**SHORT EXERCISE**
Pull out every line in the rows below that contains the string "white". Case counts, so match capital and small letters exactly.

**DATA**
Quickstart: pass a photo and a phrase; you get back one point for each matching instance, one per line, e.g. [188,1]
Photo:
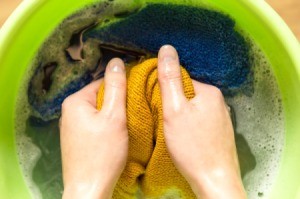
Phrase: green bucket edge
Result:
[267,29]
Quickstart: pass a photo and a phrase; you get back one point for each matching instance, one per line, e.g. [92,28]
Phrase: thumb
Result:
[115,85]
[170,79]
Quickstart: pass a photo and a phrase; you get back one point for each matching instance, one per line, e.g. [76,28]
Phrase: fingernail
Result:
[116,66]
[168,54]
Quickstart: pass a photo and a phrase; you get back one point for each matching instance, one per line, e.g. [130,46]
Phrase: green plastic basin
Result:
[33,21]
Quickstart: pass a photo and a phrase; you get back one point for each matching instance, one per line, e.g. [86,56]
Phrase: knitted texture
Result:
[149,165]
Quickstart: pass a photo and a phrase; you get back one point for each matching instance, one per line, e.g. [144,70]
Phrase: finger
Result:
[170,79]
[115,87]
[89,92]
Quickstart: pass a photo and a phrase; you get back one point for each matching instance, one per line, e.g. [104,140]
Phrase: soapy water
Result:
[255,100]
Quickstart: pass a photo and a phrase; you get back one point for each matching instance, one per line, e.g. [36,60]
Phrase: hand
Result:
[94,143]
[199,133]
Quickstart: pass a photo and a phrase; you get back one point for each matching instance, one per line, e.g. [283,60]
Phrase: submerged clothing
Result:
[149,168]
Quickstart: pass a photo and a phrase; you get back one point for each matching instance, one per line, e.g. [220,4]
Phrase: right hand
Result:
[199,133]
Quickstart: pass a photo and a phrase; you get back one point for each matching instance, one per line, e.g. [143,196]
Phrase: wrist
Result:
[220,184]
[93,190]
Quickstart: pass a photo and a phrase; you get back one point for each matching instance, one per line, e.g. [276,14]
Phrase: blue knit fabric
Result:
[209,47]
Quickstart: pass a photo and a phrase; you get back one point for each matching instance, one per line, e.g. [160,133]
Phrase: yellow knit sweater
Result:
[149,170]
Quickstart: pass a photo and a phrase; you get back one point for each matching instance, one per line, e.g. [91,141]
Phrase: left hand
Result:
[94,143]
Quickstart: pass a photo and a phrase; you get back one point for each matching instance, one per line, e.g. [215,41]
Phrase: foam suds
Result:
[259,118]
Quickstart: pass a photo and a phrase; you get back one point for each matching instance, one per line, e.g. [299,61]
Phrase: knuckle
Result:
[116,117]
[171,75]
[171,113]
[116,84]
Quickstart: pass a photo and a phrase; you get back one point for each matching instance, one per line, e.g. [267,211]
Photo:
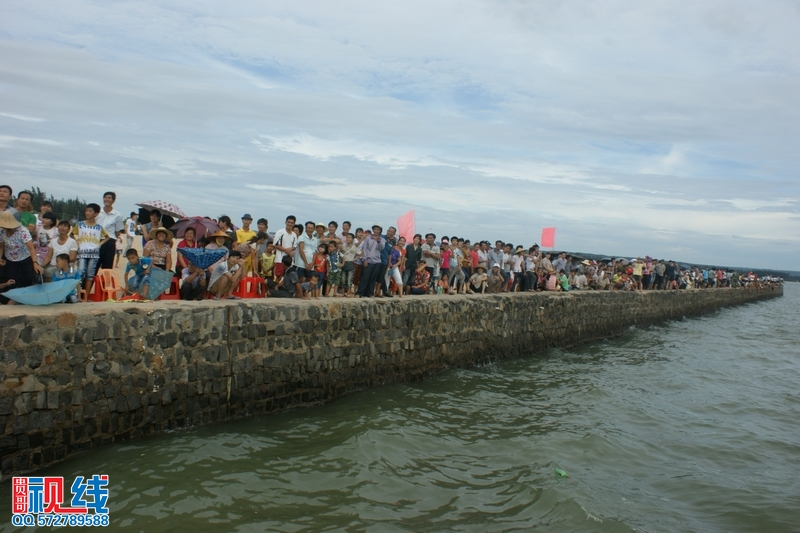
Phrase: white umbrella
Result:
[166,208]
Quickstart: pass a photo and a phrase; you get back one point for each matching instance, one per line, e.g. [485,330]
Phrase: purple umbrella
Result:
[202,226]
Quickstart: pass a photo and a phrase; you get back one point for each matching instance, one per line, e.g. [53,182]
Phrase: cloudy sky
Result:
[668,128]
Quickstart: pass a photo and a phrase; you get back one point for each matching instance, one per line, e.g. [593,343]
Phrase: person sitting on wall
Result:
[289,284]
[225,277]
[194,283]
[477,282]
[422,279]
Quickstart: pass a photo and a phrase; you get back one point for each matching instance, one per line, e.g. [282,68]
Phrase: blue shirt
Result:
[372,249]
[140,267]
[387,249]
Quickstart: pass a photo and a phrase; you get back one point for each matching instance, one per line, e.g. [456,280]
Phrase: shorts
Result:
[87,266]
[137,282]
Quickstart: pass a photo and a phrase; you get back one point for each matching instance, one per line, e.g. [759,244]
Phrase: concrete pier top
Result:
[85,375]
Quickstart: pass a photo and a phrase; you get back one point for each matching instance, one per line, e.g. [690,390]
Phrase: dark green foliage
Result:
[63,208]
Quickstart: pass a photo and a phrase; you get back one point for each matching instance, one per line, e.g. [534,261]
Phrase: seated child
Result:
[478,281]
[267,262]
[140,266]
[225,277]
[310,287]
[65,271]
[194,283]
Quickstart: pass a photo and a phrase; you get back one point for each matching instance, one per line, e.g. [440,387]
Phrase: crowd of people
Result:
[309,260]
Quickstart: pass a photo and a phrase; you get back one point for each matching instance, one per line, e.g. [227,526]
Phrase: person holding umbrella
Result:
[16,255]
[187,242]
[158,249]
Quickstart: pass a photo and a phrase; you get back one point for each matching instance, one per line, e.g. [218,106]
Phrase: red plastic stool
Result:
[248,288]
[174,291]
[97,294]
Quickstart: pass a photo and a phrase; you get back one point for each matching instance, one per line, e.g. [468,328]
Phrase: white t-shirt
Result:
[220,271]
[284,239]
[59,249]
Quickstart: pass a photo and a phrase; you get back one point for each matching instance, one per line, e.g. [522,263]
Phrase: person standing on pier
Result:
[114,224]
[285,241]
[371,261]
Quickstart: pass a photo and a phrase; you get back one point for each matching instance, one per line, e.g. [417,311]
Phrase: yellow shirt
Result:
[243,236]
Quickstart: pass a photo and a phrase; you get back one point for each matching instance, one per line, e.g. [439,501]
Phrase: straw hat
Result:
[8,221]
[220,233]
[167,232]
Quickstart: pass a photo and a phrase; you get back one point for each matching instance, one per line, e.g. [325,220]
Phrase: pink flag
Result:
[406,227]
[548,237]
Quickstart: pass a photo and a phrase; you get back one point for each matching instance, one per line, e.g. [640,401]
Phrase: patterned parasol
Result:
[166,208]
[201,257]
[202,226]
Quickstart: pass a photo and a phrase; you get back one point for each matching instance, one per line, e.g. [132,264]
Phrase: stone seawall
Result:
[76,377]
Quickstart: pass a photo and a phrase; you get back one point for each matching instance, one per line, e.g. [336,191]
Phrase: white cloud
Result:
[21,117]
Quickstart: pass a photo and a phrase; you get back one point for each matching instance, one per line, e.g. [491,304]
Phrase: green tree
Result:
[64,209]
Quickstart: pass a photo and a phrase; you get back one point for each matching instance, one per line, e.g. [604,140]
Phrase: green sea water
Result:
[687,426]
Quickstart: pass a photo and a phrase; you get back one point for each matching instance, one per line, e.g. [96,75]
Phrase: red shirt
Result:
[182,260]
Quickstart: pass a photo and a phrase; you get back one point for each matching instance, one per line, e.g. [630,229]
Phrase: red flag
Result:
[406,226]
[548,237]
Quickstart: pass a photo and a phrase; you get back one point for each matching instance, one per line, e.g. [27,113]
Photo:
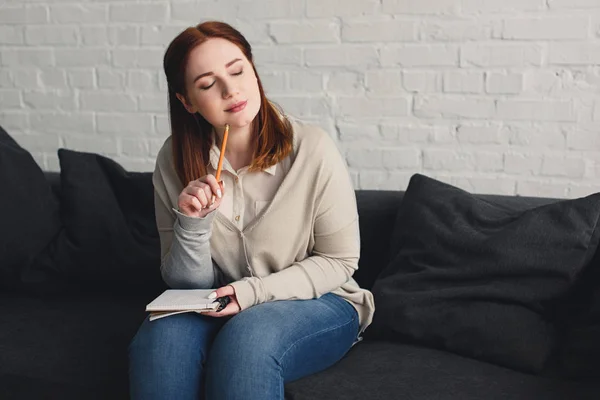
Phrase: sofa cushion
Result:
[110,230]
[380,370]
[479,278]
[28,211]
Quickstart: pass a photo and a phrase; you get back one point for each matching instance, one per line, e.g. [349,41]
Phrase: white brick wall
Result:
[492,96]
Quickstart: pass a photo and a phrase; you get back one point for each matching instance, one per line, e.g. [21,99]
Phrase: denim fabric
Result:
[249,356]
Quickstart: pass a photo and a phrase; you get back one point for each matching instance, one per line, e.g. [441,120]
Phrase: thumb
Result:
[222,292]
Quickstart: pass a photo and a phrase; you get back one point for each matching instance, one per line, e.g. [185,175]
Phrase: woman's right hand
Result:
[195,199]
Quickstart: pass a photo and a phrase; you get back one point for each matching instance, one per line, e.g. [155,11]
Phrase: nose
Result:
[229,88]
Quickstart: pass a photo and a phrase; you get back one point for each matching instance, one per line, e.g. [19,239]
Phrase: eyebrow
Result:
[230,63]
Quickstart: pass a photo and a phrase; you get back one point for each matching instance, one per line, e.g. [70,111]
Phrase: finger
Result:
[199,194]
[214,185]
[223,291]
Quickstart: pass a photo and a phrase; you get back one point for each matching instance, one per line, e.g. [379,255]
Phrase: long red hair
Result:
[191,133]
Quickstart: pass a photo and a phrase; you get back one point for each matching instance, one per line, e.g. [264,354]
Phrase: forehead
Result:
[212,56]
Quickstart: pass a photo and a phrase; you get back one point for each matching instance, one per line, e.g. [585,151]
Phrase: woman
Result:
[279,236]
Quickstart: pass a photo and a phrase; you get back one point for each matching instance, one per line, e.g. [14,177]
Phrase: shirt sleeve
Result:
[336,250]
[186,261]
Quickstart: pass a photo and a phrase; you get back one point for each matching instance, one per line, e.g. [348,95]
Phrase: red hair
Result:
[191,133]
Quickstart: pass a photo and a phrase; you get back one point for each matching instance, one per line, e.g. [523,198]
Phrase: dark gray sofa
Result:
[75,346]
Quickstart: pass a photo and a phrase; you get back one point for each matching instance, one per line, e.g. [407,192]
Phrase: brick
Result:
[141,81]
[42,100]
[522,163]
[401,158]
[124,35]
[563,166]
[79,13]
[378,30]
[94,35]
[420,55]
[575,4]
[29,57]
[107,101]
[340,82]
[305,81]
[14,119]
[501,55]
[81,57]
[583,138]
[341,8]
[375,108]
[304,106]
[537,188]
[274,81]
[279,55]
[159,35]
[11,35]
[56,35]
[383,180]
[110,79]
[436,7]
[267,9]
[10,98]
[453,107]
[91,143]
[542,136]
[505,6]
[124,124]
[82,78]
[26,78]
[448,160]
[575,53]
[455,31]
[204,9]
[546,28]
[305,32]
[343,55]
[29,14]
[349,132]
[463,82]
[536,110]
[365,158]
[134,147]
[153,102]
[480,134]
[137,58]
[421,81]
[79,122]
[384,82]
[504,83]
[138,12]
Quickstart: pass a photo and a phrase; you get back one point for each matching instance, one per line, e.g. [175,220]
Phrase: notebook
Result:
[177,301]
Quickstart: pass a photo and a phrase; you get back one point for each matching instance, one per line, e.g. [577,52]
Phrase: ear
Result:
[187,106]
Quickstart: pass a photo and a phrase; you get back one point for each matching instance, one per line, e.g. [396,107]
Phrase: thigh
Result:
[295,338]
[166,356]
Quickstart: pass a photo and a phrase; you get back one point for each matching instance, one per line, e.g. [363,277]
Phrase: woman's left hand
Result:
[232,308]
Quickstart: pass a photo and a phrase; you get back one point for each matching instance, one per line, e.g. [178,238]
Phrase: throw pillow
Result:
[482,278]
[110,237]
[28,211]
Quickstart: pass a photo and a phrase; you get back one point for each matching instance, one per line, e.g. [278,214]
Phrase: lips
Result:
[237,106]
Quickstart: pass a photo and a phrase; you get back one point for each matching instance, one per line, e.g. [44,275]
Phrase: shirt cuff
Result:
[195,224]
[244,294]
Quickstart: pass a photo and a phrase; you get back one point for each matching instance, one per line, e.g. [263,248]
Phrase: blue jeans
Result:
[248,356]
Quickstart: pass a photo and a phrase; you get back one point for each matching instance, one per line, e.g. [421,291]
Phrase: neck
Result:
[239,149]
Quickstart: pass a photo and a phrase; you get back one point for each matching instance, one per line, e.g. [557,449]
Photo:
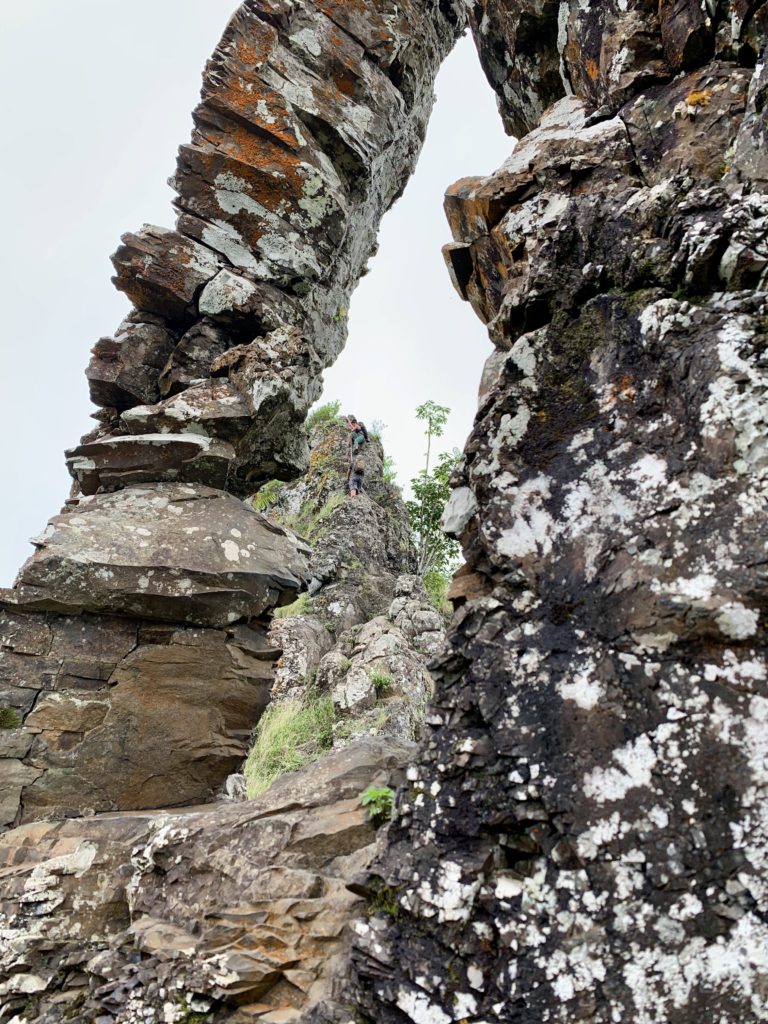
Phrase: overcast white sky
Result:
[97,96]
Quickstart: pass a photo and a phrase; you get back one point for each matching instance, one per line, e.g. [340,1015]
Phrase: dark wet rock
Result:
[125,370]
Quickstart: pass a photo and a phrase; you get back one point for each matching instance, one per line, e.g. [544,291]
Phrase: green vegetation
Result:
[190,1016]
[323,414]
[389,472]
[435,418]
[436,585]
[379,803]
[306,521]
[382,682]
[289,735]
[435,551]
[383,899]
[267,495]
[9,718]
[301,606]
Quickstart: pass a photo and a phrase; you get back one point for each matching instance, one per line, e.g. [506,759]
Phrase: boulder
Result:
[211,910]
[125,370]
[163,271]
[175,552]
[211,409]
[111,463]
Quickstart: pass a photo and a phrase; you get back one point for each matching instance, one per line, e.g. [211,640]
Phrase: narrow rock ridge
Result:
[365,633]
[311,119]
[582,836]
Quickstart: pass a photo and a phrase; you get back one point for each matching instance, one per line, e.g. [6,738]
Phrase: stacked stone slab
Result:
[583,837]
[133,649]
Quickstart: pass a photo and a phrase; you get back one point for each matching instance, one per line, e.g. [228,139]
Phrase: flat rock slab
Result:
[117,462]
[231,905]
[212,408]
[175,552]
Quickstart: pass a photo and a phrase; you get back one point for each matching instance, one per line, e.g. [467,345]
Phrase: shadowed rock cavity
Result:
[582,835]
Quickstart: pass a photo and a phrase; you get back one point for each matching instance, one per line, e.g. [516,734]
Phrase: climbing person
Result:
[357,434]
[355,477]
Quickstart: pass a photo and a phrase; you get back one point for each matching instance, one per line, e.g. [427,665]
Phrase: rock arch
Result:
[583,837]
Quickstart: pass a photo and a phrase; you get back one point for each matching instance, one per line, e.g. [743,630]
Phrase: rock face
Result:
[366,632]
[582,837]
[310,122]
[235,910]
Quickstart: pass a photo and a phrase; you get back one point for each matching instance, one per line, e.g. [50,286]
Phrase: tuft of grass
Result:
[301,606]
[267,495]
[289,735]
[379,803]
[436,586]
[382,681]
[9,718]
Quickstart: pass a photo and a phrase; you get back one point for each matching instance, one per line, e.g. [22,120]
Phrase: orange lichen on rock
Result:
[698,97]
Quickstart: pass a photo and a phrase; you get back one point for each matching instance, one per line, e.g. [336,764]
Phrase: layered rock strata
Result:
[583,837]
[310,122]
[367,629]
[233,912]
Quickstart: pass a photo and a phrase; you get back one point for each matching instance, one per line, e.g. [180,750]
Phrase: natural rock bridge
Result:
[584,835]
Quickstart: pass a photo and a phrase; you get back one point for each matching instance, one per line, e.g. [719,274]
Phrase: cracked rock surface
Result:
[582,836]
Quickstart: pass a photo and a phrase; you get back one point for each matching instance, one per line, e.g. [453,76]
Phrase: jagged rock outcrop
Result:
[582,836]
[310,122]
[232,911]
[365,633]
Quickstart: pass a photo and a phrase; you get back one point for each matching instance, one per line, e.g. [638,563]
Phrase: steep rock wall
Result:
[584,836]
[310,122]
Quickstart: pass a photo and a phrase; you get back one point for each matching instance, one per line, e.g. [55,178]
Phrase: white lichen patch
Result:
[634,764]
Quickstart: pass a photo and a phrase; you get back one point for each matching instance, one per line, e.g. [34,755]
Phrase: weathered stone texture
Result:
[123,714]
[582,838]
[238,911]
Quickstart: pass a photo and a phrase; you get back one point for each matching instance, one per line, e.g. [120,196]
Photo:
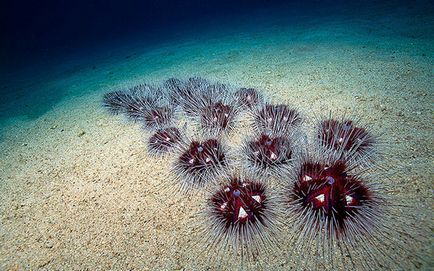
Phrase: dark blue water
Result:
[46,39]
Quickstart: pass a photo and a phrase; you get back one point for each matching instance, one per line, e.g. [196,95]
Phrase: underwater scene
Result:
[216,135]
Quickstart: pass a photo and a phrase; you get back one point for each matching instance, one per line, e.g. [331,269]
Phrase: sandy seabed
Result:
[78,190]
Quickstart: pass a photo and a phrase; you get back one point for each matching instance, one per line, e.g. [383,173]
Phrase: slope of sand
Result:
[78,190]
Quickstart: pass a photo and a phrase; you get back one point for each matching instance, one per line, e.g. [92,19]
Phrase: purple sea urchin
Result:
[336,211]
[346,140]
[164,140]
[276,119]
[269,155]
[248,97]
[239,220]
[200,163]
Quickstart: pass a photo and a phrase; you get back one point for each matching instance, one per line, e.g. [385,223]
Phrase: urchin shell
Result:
[200,163]
[239,221]
[268,155]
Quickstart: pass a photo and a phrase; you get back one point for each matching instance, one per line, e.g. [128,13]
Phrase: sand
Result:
[79,192]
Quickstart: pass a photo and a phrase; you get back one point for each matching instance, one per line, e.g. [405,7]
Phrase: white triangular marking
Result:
[257,198]
[320,198]
[307,178]
[242,214]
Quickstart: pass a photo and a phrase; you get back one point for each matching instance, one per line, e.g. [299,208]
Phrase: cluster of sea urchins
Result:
[324,198]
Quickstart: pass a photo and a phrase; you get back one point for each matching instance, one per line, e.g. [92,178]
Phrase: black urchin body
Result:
[276,119]
[195,94]
[200,163]
[217,118]
[269,155]
[240,215]
[144,103]
[337,213]
[328,198]
[164,141]
[248,98]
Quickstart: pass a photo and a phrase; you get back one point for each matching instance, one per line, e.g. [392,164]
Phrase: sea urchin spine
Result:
[240,215]
[269,155]
[200,163]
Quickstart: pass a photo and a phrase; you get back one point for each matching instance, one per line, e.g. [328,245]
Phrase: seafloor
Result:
[78,190]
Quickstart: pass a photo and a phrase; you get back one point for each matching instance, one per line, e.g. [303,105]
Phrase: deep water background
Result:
[42,40]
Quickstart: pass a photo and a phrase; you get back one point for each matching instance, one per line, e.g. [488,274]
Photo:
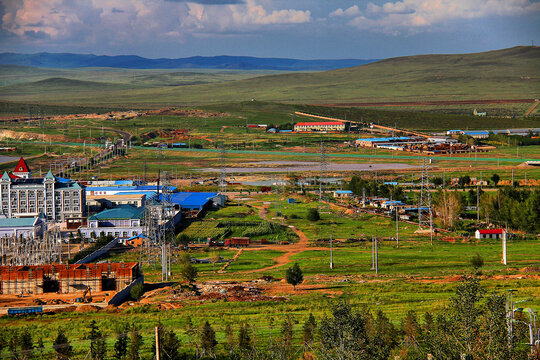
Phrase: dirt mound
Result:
[63,310]
[87,309]
[185,112]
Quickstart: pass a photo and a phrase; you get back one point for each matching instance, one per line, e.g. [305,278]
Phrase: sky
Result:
[302,29]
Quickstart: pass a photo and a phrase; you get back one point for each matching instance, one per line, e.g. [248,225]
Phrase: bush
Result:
[137,291]
[477,261]
[313,215]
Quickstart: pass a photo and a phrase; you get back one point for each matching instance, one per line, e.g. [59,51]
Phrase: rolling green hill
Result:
[507,73]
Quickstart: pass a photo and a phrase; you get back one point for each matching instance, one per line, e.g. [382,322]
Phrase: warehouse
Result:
[319,126]
[67,279]
[375,142]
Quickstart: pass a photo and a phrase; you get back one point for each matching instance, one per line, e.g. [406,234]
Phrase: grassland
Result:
[443,77]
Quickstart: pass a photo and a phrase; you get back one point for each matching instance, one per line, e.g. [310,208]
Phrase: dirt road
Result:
[290,250]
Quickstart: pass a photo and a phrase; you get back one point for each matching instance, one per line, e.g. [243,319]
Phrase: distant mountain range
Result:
[69,60]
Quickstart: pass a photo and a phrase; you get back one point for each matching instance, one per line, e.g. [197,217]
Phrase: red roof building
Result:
[489,233]
[21,169]
[319,126]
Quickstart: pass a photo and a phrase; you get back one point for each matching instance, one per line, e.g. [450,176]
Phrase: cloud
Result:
[352,11]
[412,16]
[210,2]
[114,22]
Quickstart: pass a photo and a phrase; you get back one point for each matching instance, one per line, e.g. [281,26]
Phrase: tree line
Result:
[473,326]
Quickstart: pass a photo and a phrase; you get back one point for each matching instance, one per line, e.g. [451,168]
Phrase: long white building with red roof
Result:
[319,126]
[22,196]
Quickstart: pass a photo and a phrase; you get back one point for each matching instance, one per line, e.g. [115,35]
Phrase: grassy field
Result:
[443,77]
[416,276]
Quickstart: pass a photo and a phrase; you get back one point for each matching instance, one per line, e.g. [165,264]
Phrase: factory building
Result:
[123,221]
[23,196]
[67,279]
[319,126]
[375,142]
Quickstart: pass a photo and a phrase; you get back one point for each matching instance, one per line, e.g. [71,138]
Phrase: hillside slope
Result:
[68,60]
[507,73]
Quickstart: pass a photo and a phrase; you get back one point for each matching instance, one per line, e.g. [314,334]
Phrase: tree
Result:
[464,180]
[294,275]
[448,205]
[62,346]
[189,273]
[137,291]
[214,258]
[308,331]
[208,340]
[244,337]
[343,336]
[168,345]
[287,336]
[477,262]
[97,342]
[230,338]
[27,345]
[121,344]
[183,239]
[313,215]
[135,343]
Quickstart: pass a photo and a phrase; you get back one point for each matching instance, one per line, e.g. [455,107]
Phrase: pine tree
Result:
[308,331]
[27,344]
[208,339]
[244,337]
[97,342]
[135,343]
[230,338]
[121,344]
[189,273]
[294,275]
[287,336]
[62,346]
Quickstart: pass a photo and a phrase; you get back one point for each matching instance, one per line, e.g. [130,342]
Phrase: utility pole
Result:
[331,252]
[157,343]
[504,259]
[376,256]
[397,228]
[372,252]
[477,203]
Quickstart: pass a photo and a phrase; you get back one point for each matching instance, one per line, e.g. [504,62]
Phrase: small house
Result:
[343,194]
[489,233]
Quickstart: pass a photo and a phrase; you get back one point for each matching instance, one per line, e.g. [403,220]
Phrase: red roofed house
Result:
[320,126]
[489,234]
[22,170]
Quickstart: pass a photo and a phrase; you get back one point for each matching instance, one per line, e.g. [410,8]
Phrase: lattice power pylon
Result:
[323,160]
[425,211]
[222,171]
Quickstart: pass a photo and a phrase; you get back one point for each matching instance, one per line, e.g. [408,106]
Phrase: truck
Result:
[237,241]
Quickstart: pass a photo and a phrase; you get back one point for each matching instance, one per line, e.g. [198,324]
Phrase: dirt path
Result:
[290,250]
[531,109]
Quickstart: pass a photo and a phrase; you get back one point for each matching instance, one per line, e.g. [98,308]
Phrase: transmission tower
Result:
[425,213]
[222,171]
[323,169]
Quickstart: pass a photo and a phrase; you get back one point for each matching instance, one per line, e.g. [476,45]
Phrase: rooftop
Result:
[385,139]
[319,123]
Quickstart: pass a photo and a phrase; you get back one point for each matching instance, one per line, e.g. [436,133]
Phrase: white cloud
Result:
[352,11]
[117,21]
[412,16]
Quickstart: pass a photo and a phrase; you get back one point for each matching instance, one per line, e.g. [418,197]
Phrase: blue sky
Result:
[305,29]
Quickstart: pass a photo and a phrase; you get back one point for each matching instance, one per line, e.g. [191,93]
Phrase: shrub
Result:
[313,215]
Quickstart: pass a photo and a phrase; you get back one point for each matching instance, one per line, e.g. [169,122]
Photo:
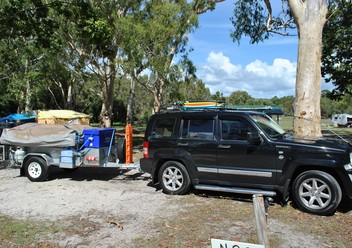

**SOLUTION**
Phrase: white umbrella
Phrase: white t-shirt
Phrase: white cloud
Phrase: white brick wall
Phrase: overcast white sky
Phrase: white lichen patch
Phrase: white triangular marking
Phrase: long white building with red roof
Phrase: white cloud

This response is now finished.